_Problem details_.
Until you reach the line containing "written like (6,123).", reproduce each line of the listing exactly, please, and include that line as well.

-------- Dataset records

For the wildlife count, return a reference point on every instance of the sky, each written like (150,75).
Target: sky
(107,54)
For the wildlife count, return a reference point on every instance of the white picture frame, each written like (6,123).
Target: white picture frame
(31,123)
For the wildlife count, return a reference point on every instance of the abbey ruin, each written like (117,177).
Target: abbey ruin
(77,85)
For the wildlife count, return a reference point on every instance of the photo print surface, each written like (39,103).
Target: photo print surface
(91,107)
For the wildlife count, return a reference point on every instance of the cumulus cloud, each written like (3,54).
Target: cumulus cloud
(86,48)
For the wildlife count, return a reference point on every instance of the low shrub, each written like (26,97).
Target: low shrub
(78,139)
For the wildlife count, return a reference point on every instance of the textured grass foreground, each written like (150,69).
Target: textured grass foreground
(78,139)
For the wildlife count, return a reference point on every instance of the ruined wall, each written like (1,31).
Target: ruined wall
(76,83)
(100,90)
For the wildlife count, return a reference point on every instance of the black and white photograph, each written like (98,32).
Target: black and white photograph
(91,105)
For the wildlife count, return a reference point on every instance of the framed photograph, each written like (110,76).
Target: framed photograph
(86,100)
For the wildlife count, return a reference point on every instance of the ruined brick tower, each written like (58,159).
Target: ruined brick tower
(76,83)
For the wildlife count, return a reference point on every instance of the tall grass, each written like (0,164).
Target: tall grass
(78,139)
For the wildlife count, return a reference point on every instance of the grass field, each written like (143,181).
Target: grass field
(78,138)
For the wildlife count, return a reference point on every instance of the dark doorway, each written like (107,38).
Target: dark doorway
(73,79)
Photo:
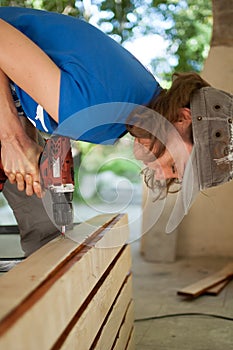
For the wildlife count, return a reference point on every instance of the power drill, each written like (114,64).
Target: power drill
(57,175)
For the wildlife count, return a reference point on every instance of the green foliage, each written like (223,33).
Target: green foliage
(185,24)
(189,33)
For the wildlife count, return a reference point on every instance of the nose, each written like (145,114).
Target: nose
(142,152)
(164,172)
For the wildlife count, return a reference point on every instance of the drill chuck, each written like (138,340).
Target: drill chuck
(62,208)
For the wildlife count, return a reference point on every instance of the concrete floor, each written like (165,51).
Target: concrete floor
(155,294)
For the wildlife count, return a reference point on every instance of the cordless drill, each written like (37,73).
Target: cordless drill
(57,176)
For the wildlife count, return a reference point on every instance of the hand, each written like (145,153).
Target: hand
(20,157)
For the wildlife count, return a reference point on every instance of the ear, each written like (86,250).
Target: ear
(183,125)
(185,115)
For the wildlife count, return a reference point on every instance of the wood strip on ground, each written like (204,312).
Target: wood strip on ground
(131,342)
(218,288)
(201,286)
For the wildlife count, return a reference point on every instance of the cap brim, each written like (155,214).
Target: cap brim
(187,194)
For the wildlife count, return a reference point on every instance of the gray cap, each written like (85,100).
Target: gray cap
(211,160)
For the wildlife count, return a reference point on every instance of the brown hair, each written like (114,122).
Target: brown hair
(167,104)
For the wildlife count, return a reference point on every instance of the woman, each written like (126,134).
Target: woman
(60,66)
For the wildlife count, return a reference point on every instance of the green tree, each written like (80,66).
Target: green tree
(185,24)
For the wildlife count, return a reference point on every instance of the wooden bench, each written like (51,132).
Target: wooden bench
(73,293)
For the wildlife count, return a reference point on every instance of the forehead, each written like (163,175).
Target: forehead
(155,146)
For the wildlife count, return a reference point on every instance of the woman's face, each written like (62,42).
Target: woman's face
(171,164)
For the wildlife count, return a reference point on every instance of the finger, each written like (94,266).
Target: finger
(37,188)
(29,185)
(20,182)
(12,178)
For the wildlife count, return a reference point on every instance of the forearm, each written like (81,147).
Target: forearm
(30,68)
(11,127)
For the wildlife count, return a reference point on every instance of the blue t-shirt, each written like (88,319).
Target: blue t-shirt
(101,82)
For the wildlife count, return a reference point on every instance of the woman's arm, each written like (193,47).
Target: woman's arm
(30,68)
(19,153)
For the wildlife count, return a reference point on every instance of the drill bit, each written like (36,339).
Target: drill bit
(63,230)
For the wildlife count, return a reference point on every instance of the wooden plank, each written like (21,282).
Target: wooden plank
(62,285)
(112,324)
(201,286)
(88,324)
(131,343)
(218,288)
(125,331)
(35,269)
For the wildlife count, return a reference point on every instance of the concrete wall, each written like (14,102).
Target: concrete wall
(208,228)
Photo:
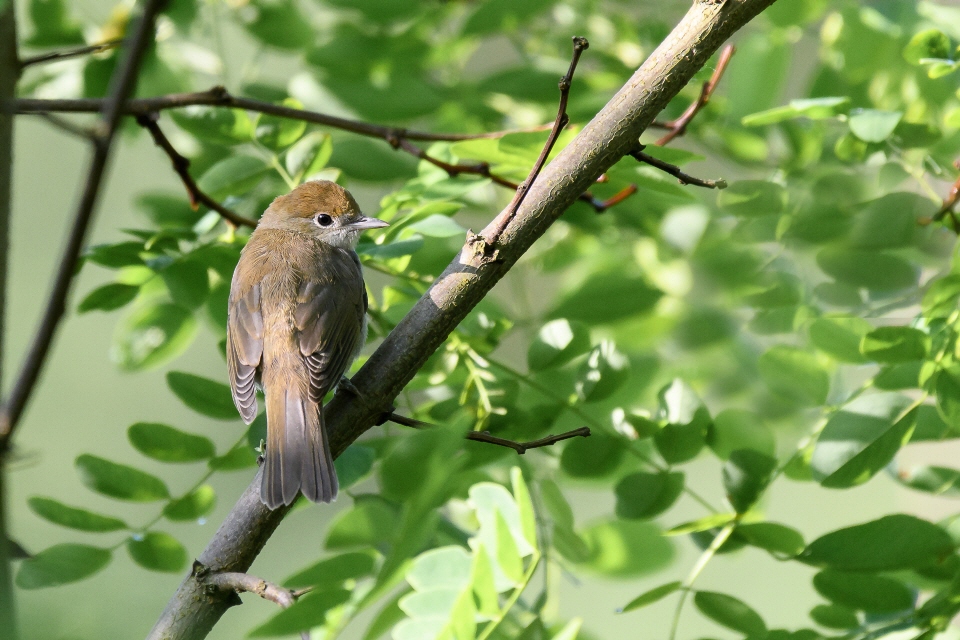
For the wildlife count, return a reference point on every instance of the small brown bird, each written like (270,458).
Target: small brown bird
(296,320)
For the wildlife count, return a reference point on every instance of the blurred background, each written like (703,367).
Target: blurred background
(85,402)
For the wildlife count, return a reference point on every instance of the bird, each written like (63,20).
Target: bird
(296,320)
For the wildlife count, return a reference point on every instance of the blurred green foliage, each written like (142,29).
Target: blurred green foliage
(800,325)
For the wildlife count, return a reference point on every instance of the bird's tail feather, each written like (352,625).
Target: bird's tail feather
(298,455)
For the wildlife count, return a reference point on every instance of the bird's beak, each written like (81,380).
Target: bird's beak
(369,223)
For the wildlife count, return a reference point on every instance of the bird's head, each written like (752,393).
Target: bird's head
(322,209)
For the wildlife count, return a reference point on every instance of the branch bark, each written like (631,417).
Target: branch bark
(9,72)
(121,86)
(613,133)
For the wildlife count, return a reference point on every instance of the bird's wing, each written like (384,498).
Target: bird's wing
(329,319)
(244,350)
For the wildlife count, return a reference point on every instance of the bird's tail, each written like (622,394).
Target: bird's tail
(298,456)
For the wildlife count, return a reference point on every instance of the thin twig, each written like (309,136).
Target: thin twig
(220,97)
(483,169)
(678,127)
(181,165)
(949,204)
(486,436)
(70,53)
(675,171)
(245,583)
(580,45)
(122,84)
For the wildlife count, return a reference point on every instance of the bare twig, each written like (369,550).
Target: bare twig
(611,134)
(122,83)
(675,171)
(486,436)
(220,97)
(245,583)
(580,45)
(678,127)
(949,204)
(70,53)
(181,165)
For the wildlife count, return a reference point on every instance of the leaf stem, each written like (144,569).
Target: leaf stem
(512,600)
(698,568)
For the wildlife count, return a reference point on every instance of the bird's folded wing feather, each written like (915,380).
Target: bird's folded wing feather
(244,350)
(329,318)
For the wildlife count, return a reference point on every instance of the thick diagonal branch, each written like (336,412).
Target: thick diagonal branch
(121,86)
(605,140)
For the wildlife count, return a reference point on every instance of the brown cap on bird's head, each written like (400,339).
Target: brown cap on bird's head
(312,197)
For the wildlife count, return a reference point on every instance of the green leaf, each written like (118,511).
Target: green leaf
(930,43)
(948,396)
(834,616)
(940,299)
(840,336)
(120,481)
(203,395)
(307,612)
(166,444)
(233,176)
(872,125)
(593,457)
(860,440)
(812,108)
(333,572)
(370,522)
(684,435)
(443,568)
(795,375)
(215,124)
(776,538)
(279,24)
(279,133)
(752,198)
(590,302)
(72,517)
(53,25)
(558,342)
(482,579)
(745,476)
(863,591)
(354,464)
(654,595)
(895,344)
(604,371)
(195,505)
(737,429)
(730,612)
(625,548)
(891,543)
(168,211)
(309,155)
(61,564)
(108,297)
(188,283)
(152,335)
(874,270)
(521,494)
(157,551)
(508,557)
(645,495)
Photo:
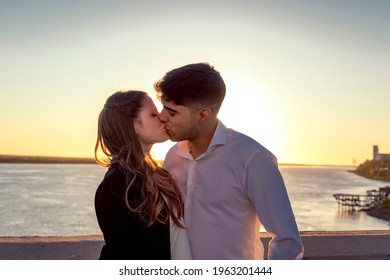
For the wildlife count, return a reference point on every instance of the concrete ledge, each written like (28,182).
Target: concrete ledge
(345,245)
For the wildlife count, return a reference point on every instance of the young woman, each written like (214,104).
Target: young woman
(138,205)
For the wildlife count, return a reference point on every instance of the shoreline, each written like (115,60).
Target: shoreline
(319,245)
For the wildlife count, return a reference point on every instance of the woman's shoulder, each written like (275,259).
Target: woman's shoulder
(114,180)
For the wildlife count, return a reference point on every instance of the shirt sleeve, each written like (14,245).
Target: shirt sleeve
(267,192)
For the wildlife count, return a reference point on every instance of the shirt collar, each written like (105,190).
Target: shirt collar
(219,138)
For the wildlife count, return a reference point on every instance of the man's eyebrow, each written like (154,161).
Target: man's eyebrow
(170,109)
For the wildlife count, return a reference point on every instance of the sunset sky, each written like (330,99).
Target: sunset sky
(310,80)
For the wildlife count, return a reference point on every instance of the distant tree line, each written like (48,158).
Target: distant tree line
(375,169)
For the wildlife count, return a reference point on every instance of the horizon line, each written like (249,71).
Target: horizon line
(6,158)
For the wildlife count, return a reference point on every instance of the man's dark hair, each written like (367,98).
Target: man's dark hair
(193,85)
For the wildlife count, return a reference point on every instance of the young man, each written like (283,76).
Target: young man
(230,183)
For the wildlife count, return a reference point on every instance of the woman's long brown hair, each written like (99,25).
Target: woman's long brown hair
(118,141)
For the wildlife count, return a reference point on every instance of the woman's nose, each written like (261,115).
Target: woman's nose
(162,116)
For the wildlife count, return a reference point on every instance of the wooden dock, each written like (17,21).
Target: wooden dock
(363,202)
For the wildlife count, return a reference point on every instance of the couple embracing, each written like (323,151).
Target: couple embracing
(216,186)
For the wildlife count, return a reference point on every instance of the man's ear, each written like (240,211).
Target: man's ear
(204,115)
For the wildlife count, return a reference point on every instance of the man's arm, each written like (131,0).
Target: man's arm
(267,191)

----------------

_Result_.
For the wildlife count, return a reference point on every instance of the sky, each written like (150,75).
Target: sky
(107,54)
For the wildlife count, return a reference point on every instance of the white picture frame, each written like (6,123).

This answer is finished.